▸ Exercise aim
From the first line to the last, copy the data below word for word.

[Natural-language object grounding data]
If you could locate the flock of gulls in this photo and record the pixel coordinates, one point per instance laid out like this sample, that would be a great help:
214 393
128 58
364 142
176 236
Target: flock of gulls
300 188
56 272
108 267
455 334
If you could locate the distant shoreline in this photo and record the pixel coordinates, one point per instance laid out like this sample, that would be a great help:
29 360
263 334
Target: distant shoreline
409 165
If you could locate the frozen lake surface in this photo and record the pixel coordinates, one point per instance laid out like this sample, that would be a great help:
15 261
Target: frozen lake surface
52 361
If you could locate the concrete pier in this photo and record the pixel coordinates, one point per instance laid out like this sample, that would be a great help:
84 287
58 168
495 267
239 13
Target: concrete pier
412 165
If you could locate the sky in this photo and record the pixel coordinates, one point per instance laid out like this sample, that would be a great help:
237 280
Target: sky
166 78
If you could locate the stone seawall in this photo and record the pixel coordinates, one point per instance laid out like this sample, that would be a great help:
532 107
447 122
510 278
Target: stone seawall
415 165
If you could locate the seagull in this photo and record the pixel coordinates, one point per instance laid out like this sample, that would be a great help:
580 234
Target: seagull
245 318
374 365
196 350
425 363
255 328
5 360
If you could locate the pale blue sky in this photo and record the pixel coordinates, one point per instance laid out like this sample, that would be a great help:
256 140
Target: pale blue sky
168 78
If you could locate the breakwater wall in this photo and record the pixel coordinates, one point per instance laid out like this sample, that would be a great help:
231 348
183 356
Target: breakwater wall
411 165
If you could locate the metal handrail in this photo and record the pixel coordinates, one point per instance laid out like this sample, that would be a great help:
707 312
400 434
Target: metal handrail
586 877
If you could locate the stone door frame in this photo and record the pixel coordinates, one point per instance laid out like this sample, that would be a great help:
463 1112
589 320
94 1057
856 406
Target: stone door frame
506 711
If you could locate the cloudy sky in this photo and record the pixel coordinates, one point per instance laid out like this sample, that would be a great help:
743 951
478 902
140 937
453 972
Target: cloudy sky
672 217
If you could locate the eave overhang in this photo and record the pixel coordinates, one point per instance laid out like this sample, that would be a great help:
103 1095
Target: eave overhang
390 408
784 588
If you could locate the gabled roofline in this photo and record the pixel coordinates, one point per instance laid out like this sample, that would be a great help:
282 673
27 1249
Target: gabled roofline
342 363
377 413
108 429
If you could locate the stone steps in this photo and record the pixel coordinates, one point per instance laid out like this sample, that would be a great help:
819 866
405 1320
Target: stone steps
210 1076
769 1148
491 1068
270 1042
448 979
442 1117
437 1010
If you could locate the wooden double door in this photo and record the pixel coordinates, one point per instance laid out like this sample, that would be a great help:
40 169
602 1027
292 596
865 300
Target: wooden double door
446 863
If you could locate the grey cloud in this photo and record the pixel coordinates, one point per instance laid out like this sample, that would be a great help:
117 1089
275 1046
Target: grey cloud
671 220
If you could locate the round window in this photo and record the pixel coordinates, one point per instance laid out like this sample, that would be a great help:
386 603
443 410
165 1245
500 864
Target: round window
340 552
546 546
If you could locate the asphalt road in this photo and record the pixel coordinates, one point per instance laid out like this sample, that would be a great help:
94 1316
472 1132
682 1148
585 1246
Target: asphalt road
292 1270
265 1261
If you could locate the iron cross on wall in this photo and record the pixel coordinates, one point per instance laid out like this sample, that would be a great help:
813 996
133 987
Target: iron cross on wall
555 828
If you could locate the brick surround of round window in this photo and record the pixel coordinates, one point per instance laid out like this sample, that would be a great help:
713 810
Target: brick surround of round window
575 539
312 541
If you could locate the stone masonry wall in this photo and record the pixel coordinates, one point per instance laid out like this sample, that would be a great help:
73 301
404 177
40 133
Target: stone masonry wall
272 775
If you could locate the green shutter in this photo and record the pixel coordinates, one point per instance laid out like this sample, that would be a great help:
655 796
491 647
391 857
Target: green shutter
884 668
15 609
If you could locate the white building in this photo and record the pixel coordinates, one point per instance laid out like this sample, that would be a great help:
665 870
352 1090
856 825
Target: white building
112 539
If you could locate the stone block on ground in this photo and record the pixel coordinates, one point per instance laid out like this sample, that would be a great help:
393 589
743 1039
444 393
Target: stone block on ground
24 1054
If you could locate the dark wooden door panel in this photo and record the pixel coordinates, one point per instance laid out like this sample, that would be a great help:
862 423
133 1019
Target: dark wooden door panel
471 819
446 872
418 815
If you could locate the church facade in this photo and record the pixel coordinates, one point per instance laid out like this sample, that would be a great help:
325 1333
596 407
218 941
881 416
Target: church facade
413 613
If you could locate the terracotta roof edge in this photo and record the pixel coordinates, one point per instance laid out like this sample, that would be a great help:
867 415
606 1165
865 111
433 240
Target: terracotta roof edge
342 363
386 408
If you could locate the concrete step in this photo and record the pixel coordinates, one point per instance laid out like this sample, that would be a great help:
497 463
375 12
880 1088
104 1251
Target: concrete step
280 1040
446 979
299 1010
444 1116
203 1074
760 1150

▸ Expected output
If you could locate the flock of gulls in this photo and record the pixel coordinates, one point per instance laid out like this sample, that would be a great help:
214 393
128 58
364 142
176 236
Target: flock of gulls
300 188
56 272
108 267
455 334
If you could locate the distant shoreline in this photo and record the pixel coordinates, one point per instance laid out like this sample, that would be a great help:
29 360
263 334
Target: distant shoreline
409 165
If you could locate the frozen lake surface in this photo and record the pixel coordinates, one point per instance laid out like this sample, that would be a great help:
15 261
Target: frozen lake surface
52 361
If you could locate the concrete pier in this photo and record the pixel coordinates, one point per instance laid out like this sample, that would be a great help:
84 287
58 168
495 267
239 13
Target: concrete pier
412 165
If you could locate the sky in this photo and record the pixel coordinates, one point per instance laid out like this sample, that would be a great help:
237 280
Target: sky
166 78
If you could locate the stone seawall in this photo and record the pixel coordinates, one point per instance laid out like this sample, that would be a great help:
532 107
447 122
510 278
Target: stone seawall
415 165
If you could locate the seagull in this photo and record the pixel coordinates, one point per instance laid out like this sample, that would be a great help:
580 234
Target: seagull
245 318
374 365
196 350
425 363
255 328
5 360
If you could locate the pale blue sky in this photo and record the pixel coordinates, one point per instance laid out like this sample, that would be a great help:
256 140
Target: pale blue sky
168 78
If you could locate the breakwater wall in this photo and record the pixel coordinates, one point per instance laid out like this sample, that would be a great help:
231 348
183 356
Target: breakwater wall
411 165
If you could locate the metal handrail in this photo and record the pixel coordinates, one point per instance laid out like this sample, that would be a great help:
707 312
400 434
Target: metal handrail
586 877
If you could locate the stone door frame in this photo and record the pixel coordinates, one point per instance laid out like this sample, that would be a great help:
463 1112
589 320
94 1057
856 406
Target: stone door frame
506 711
If you could locate the cloudy sky in this photo and record the pixel coordinates, one point per instance laid out like this sample, that would be a great help:
743 951
478 902
140 937
453 972
Target: cloudy sky
672 217
If you could locate the eave overhang in this photo and record the pixel coordinates, one point per instance laid out like this sample, that would be a great help:
103 1095
Target: eave overhang
390 408
784 588
If you could locate the gabled roofline in this photo and record the pixel coordinates, one point per instance laid out like this sample, that would be a great help:
282 673
27 1249
Target: gabled roofline
342 363
377 413
108 429
If you could locate the stone steps in this photo and record the pixel coordinates, one point per instance laid out like this sample, that would be a great help:
819 866
405 1320
Target: stone steps
210 1076
769 1148
491 1068
270 1042
448 979
442 1117
437 1010
If you could locate the wooden double door in this photo and record the pixel coordinates, one point per instance laid out like this sample, that would be a great help:
40 169
602 1027
292 596
865 300
Target: wooden double door
446 863
If you could locate the grey cloud in this photo and record the pixel coordinates, one point per instance laid out like this sample, that would be a great help:
117 1089
275 1046
Target: grey cloud
671 220
If you could locate the round window in this photo and record the pixel coordinates, one point per instance laid out like this sample, that would be a great help:
386 603
443 410
165 1245
500 864
Target: round window
340 552
546 546
If you could locate the asphalt road in this photo and record the pixel coordinates, one point per instance laid out like this sample, that would be a great help:
94 1316
472 1132
682 1148
585 1246
Target: asphalt road
292 1270
265 1261
If you could locate the iron cross on wall in this photo and record the pixel coordinates, one point per instance laid out like this sample, that would be a great help:
813 996
133 987
Target: iron cross on wall
555 828
If you could locate the brick surround of round window in this photo and record the pixel coordinates, one point per instance laid out like this sample, that would be a great help:
713 810
Target: brick surround of round window
575 539
312 541
If you could locate the stone masonry wall in this photo and record the pixel coordinates, one point per instance laid out like this sample, that would be a great help:
73 301
404 177
40 133
Target: stone masonry wall
272 775
If you could locate the green shutter in this photo and record the pixel coordinates, one point per instance laid out like this sample, that would be a great help:
655 796
491 647
391 857
Target: green shutter
884 668
15 609
If you could locate the white building in this photo and record the pixel coordinates, one point per instance laid out like this sample, that would be a great help:
665 870
352 1090
856 825
Target: white building
112 539
If you could locate the stone block on ground in this photo and record the pixel coordinates, one point per instance laid out like this sample, that would be a great help:
393 589
743 1039
444 393
Target: stone block on ground
24 1054
If you could locate the dark wooden door panel in this photo and record the pixel coordinates, one point per instance laid out like this sample, that would be a great help:
862 423
133 1019
Target: dark wooden door panel
471 819
446 872
418 815
If you could locate the church facade in this photo and record the pixel coordinates, one point per instance laid out like this sample, that would be a great help:
325 1333
596 407
218 941
881 416
Target: church facade
413 613
If you could locate the terracotta roof edge in this photo and record the pixel coordinates, one point per instance laid out like this sample, that would be a great help:
867 415
606 1165
865 111
433 240
Target: terracotta roof edge
342 363
386 408
If you could locate the concrete step in this photo and record the pixel coordinates, one point per instance laid out like this sample, that would be a great help:
497 463
375 12
880 1088
104 1251
Target: concrete step
280 1040
446 979
299 1010
444 1116
203 1074
760 1150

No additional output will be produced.